本文:
--------------------------------

上映後のQ&Aにて、ベル・エポックの時代を舞台にした理由を尋ねられたオスロ。「女性がとても丈の長いドレスを着ているからです。人々を魅了するような作品を作るうえで、美しい衣装はとても重要。欧米では女性があれほど長いドレスを着ていたのは、ベル・エポックが最後の時代なんです。サラ・ベルナールがショートパンツを穿いていたらちょっとおかしいですよね?」と劇中にも登場する当時の大女優の名を挙げ笑いを誘う。さらに、劇中で描かれる少女の誘拐事件にも触れ「調べるうちに、当時素晴らしい文化があったと知りました。でも男性が女性や小さな女の子を虐げていたと知り、それに対抗する手段として文明を取り上げたいと思った」と説明した。

--------------------------------

表示エントリ:
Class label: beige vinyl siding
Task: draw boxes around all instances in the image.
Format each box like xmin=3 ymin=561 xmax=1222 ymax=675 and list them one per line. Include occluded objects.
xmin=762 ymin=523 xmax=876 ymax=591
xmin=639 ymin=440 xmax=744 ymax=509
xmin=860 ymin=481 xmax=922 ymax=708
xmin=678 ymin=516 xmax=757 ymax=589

--------------------------------

指示と要件:
上記の本文を全文、一字一句違えずに引用してください。

課題の解答:
上映後のQ&Aにて、ベル・エポックの時代を舞台にした理由を尋ねられたオスロ。「女性がとても丈の長いドレスを着ているからです。人々を魅了するような作品を作るうえで、美しい衣装はとても重要。欧米では女性があれほど長いドレスを着ていたのは、ベル・エポックが最後の時代なんです。サラ・ベルナールがショートパンツを穿いていたらちょっとおかしいですよね?」と劇中にも登場する当時の大女優の名を挙げ笑いを誘う。さらに、劇中で描かれる少女の誘拐事件にも触れ「調べるうちに、当時素晴らしい文化があったと知りました。でも男性が女性や小さな女の子を虐げていたと知り、それに対抗する手段として文明を取り上げたいと思った」と説明した。